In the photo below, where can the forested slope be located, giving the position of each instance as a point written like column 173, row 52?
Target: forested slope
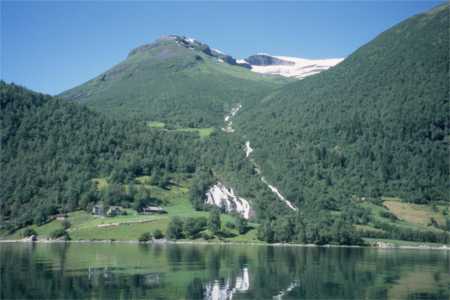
column 374, row 125
column 175, row 80
column 52, row 149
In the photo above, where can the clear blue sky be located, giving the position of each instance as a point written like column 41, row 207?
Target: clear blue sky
column 53, row 46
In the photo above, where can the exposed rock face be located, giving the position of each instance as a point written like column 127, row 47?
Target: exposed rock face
column 266, row 60
column 221, row 196
column 189, row 43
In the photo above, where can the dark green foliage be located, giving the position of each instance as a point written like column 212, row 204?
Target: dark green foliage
column 206, row 236
column 145, row 237
column 59, row 233
column 51, row 150
column 193, row 226
column 29, row 232
column 241, row 224
column 230, row 225
column 157, row 234
column 201, row 183
column 175, row 229
column 173, row 84
column 66, row 224
column 410, row 234
column 374, row 125
column 214, row 223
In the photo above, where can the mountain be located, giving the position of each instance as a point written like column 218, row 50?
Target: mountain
column 288, row 66
column 374, row 125
column 360, row 149
column 52, row 150
column 175, row 80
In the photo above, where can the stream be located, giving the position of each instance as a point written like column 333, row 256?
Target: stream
column 248, row 151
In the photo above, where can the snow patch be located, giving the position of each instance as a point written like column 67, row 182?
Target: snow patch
column 248, row 149
column 223, row 197
column 218, row 51
column 300, row 69
column 190, row 40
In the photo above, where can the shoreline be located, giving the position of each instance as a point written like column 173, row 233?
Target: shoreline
column 376, row 245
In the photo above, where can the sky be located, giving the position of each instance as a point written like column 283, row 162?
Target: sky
column 53, row 46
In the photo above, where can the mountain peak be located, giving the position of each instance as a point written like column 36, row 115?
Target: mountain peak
column 188, row 43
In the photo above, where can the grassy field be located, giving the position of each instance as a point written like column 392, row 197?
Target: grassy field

▬▬▬

Objective - Copy out the lines word for word, starting with the line that contains "In the photo above, where can the stream" and ending with the last line of the records.

Final result -
In the photo above, where can the stream be located, giving the position of each instance as a point written like column 333, row 256?
Target: stream
column 248, row 151
In the photo above, where can the snow patch be located, giving the position of each instance as a point written like column 67, row 182?
Target: snow patch
column 248, row 149
column 223, row 197
column 218, row 51
column 300, row 69
column 190, row 40
In the photo above, where can the shoreline be located, giving the position of each instance as a point written like column 173, row 233?
Target: shoreline
column 376, row 245
In the photo above, where can the sky be located, giving the position of each instance as a point written like column 283, row 162?
Target: sky
column 53, row 46
In the photo above, where can the mountain peak be located, giving the position of each instance as a point written like column 36, row 115?
Target: mountain peak
column 188, row 43
In the photo above, where can the grassy field be located, giving the position of each instance as a point written like column 392, row 197?
Target: grassy field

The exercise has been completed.